> GOAL OF THE EXERCISE: All of the records below need to be copied exactly.
***** RECORDS FOR THE TASK
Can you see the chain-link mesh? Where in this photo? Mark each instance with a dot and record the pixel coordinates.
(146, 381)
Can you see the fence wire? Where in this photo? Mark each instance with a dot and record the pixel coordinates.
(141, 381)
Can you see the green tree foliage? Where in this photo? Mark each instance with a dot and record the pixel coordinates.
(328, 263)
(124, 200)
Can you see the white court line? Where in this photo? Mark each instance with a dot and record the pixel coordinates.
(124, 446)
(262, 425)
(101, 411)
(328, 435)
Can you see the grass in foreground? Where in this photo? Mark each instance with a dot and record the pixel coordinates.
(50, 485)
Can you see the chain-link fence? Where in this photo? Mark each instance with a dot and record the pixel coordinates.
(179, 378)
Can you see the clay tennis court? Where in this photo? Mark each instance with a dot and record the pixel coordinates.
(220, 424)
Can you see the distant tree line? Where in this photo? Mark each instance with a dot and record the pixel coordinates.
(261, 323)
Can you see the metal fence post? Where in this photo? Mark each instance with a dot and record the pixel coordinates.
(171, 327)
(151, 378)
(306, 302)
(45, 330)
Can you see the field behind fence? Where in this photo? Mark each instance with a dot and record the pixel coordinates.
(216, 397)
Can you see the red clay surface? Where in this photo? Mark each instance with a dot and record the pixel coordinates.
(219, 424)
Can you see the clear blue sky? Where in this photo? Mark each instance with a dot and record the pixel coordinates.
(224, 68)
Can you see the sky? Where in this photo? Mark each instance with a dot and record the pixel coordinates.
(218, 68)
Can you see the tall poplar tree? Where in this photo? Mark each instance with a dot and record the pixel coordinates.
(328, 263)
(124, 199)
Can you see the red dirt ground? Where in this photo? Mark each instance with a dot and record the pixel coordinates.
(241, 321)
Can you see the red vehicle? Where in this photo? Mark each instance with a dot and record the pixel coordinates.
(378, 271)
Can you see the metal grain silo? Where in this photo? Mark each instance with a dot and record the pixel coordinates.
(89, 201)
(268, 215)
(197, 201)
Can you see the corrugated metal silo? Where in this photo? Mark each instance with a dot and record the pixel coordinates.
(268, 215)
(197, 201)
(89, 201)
**********
> REPLY TO THE TASK:
Can you see the chain-link mesh? Where in this photo? Mark each instance with a dot and record the pixel coordinates.
(146, 381)
Can you see the fence wire? Where in this photo? Mark each instance with a dot and record the pixel coordinates.
(141, 381)
Can you see the green tree foliage? Where in this photo? Mark each instance with a dot and record the pixel coordinates.
(328, 263)
(124, 200)
Can you see the white court line? Where in this photo? Mark each instance with a dot and record the pixel coordinates.
(124, 446)
(262, 425)
(101, 411)
(328, 435)
Can you see the grass in foreground? Where in this photo? Mark each instance with a dot and record the pixel coordinates.
(50, 485)
Can you see the chain-link fence? Where in this photo? Mark each instance with a dot and record the pixel coordinates.
(179, 378)
Can you see the clay tennis court? Where in this photo? Mark each instance with a dot and record the pixel coordinates.
(220, 424)
Can you see the distant tree line? Where in this photo? Mark each instance with a dot and record the pixel coordinates.
(261, 323)
Can you see the metal fence post? Where in this photo? Mark each instance with a dot and record the pixel coordinates.
(171, 327)
(151, 378)
(306, 302)
(45, 330)
Can you see the field behind fence? Where in this photo? Mark each instance with a dot and record the pixel coordinates.
(216, 397)
Can you see the red clay surface? Where in this photo? Mark each instance with a dot and record the pixel coordinates.
(219, 424)
Can you see the clear blue sky? Where in this photo? Mark each instance with a dot and record the pixel coordinates.
(224, 68)
Can you see the sky? Where in this photo? Mark each instance with a dot and record the pixel coordinates.
(218, 68)
Can you see the tall poplar tree? Where in this photo? Mark each instance with a dot and record the pixel coordinates.
(328, 263)
(124, 199)
Can you see the red dirt ground? Where in this photo? Mark each instance with a dot and record the pixel coordinates.
(241, 321)
Can you see the red vehicle? Where in this photo? Mark each instance with a dot and record the pixel coordinates.
(378, 271)
Can you see the metal grain silo? Where in this photo? Mark each instance with a dot and record the pixel coordinates.
(89, 201)
(268, 215)
(197, 201)
Can you see the corrugated metal silo? Where in this photo? Mark each instance with a dot and record the pixel coordinates.
(268, 215)
(197, 201)
(89, 201)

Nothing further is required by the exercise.